EXERCISE OBJECTIVE: In the entries below, find the lines with the word "floor" and copy them.

Referring expression data
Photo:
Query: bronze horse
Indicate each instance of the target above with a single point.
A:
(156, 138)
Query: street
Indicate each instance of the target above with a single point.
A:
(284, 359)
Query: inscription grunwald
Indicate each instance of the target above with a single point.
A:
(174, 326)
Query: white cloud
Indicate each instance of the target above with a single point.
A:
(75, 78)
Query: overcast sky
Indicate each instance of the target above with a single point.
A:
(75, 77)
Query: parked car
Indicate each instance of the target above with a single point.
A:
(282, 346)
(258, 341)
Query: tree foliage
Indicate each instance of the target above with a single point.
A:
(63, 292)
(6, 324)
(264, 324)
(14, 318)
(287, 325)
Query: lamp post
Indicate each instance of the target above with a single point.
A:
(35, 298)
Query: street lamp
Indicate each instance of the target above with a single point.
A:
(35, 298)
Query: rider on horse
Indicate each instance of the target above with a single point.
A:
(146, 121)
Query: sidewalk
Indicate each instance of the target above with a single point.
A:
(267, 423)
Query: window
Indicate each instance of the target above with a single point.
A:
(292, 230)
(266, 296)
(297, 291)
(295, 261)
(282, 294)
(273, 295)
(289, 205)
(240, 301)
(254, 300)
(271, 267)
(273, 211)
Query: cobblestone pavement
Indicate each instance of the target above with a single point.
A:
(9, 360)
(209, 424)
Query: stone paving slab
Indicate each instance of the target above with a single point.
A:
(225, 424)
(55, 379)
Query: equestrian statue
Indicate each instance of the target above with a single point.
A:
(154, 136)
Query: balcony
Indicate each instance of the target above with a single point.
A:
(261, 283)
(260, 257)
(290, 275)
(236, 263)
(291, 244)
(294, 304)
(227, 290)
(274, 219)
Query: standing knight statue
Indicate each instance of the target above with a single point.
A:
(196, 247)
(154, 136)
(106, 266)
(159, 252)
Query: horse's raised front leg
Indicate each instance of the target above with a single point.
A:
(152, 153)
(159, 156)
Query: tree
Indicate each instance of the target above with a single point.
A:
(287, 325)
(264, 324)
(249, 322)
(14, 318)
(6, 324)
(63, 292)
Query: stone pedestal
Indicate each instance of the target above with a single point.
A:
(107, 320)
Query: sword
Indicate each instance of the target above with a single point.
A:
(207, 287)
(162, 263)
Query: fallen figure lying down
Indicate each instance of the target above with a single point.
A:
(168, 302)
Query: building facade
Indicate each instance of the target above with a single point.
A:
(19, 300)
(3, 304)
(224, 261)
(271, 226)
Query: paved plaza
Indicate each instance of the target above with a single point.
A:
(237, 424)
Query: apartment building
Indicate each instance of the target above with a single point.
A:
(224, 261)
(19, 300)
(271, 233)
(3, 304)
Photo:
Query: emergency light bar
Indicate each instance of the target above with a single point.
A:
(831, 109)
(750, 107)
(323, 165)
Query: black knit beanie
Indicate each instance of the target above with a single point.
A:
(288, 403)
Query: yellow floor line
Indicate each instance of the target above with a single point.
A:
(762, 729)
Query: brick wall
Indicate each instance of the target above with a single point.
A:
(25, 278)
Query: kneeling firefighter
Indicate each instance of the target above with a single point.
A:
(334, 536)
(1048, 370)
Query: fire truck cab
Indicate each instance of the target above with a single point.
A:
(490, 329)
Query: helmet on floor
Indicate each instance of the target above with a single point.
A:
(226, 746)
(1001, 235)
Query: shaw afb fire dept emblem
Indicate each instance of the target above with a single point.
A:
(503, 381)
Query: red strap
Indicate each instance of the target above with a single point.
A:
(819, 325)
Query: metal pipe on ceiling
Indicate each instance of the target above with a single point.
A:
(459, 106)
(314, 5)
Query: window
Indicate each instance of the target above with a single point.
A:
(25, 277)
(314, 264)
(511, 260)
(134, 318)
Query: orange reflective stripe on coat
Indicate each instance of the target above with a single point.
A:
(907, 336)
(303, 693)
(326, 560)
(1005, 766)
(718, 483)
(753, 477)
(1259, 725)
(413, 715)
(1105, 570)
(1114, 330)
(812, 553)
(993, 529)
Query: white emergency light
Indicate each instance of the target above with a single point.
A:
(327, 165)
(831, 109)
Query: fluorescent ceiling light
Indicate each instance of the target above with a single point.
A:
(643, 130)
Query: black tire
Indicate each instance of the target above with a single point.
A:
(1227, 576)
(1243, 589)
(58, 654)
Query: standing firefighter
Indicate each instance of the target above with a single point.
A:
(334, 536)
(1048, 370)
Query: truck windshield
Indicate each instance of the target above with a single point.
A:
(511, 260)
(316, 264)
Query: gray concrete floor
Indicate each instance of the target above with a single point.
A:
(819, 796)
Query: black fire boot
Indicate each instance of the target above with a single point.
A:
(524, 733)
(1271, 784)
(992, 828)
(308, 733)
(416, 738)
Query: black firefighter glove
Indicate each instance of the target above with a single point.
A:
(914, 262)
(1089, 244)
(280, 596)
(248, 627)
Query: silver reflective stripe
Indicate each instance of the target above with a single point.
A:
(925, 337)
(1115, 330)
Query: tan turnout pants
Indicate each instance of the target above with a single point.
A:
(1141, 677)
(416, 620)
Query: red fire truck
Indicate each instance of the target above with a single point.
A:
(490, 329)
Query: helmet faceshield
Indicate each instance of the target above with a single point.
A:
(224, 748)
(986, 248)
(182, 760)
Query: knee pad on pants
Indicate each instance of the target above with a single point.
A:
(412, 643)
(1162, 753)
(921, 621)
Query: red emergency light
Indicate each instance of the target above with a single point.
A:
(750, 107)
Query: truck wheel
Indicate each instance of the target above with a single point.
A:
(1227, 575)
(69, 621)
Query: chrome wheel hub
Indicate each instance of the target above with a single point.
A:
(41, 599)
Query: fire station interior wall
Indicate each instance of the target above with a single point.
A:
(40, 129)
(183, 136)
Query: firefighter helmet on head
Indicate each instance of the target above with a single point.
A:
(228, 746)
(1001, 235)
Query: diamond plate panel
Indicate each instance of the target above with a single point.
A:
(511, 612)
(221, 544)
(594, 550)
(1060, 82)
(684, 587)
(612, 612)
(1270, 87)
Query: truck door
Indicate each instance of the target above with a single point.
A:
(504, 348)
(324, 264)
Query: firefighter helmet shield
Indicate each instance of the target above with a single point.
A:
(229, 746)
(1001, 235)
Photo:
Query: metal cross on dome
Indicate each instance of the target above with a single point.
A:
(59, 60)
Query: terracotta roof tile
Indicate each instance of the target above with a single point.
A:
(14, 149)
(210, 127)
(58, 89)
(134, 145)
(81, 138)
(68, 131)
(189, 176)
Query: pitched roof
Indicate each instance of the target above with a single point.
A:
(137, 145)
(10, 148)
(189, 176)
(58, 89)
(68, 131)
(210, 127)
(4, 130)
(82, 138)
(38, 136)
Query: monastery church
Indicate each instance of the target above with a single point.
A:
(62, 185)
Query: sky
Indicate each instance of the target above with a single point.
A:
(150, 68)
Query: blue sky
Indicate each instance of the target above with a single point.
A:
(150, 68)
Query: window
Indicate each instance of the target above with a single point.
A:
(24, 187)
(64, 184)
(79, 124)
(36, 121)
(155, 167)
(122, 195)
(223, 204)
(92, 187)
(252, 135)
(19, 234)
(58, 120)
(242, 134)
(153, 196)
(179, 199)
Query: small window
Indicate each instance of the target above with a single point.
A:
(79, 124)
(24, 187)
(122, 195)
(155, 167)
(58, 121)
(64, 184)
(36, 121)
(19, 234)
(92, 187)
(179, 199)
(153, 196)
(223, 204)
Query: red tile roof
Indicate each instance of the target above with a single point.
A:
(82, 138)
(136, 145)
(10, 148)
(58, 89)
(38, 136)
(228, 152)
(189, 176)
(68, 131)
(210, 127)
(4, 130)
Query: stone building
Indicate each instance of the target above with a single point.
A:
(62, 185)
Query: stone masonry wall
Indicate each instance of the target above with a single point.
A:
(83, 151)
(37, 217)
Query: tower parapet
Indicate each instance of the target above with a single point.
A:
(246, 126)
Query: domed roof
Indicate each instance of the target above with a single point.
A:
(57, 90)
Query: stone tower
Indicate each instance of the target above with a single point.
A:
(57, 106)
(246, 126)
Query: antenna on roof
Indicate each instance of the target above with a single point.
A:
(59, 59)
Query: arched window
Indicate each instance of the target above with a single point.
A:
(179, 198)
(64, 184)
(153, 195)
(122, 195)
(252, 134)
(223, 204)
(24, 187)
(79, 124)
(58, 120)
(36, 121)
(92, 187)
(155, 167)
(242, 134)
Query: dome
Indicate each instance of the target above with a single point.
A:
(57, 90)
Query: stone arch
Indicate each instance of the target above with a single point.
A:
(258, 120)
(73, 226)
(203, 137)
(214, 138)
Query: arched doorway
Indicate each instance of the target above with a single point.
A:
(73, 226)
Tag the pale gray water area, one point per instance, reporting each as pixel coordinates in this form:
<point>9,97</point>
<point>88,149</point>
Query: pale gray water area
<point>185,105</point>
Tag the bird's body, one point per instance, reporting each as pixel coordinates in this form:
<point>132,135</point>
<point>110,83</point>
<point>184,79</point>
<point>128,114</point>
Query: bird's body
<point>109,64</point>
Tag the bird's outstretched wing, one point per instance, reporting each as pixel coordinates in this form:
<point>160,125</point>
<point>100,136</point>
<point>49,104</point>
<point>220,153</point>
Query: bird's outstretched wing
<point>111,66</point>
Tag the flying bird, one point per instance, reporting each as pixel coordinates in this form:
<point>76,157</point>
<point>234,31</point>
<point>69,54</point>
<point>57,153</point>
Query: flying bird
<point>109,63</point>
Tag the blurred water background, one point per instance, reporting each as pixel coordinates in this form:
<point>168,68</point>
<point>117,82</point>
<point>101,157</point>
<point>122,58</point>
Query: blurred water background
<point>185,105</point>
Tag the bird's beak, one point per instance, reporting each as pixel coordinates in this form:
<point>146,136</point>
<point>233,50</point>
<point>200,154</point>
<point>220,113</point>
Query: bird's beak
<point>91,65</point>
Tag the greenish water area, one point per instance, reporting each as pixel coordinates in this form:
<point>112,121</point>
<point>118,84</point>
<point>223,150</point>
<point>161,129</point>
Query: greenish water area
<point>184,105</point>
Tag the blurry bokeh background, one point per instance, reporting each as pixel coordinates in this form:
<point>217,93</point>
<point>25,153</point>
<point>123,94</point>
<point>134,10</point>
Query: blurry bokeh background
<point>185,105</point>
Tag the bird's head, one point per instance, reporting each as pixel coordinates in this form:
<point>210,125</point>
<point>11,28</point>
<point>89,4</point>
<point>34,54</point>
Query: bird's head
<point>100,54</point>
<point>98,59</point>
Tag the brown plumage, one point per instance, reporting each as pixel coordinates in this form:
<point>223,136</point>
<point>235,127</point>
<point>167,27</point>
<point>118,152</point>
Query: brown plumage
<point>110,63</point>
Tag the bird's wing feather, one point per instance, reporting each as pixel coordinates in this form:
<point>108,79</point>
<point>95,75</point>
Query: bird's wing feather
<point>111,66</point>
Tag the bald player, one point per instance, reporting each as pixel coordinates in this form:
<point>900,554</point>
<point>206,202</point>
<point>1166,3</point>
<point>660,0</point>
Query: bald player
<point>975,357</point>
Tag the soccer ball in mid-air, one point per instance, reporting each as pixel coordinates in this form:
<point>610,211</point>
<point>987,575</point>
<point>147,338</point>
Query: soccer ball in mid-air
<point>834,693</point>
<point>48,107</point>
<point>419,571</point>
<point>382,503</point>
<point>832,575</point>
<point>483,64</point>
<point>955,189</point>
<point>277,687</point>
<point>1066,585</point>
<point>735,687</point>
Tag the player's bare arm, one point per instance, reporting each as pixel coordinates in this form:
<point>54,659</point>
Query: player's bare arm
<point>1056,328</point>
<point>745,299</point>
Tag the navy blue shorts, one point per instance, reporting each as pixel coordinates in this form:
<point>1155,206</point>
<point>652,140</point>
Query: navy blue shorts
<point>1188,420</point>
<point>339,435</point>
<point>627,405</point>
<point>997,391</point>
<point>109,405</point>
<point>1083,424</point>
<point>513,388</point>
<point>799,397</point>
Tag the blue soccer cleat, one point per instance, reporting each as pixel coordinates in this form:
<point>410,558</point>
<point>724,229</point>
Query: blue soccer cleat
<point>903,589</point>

SOLUTION TO THIS EXERCISE:
Query: yellow floor line
Query: helmet on floor
Query: gray concrete floor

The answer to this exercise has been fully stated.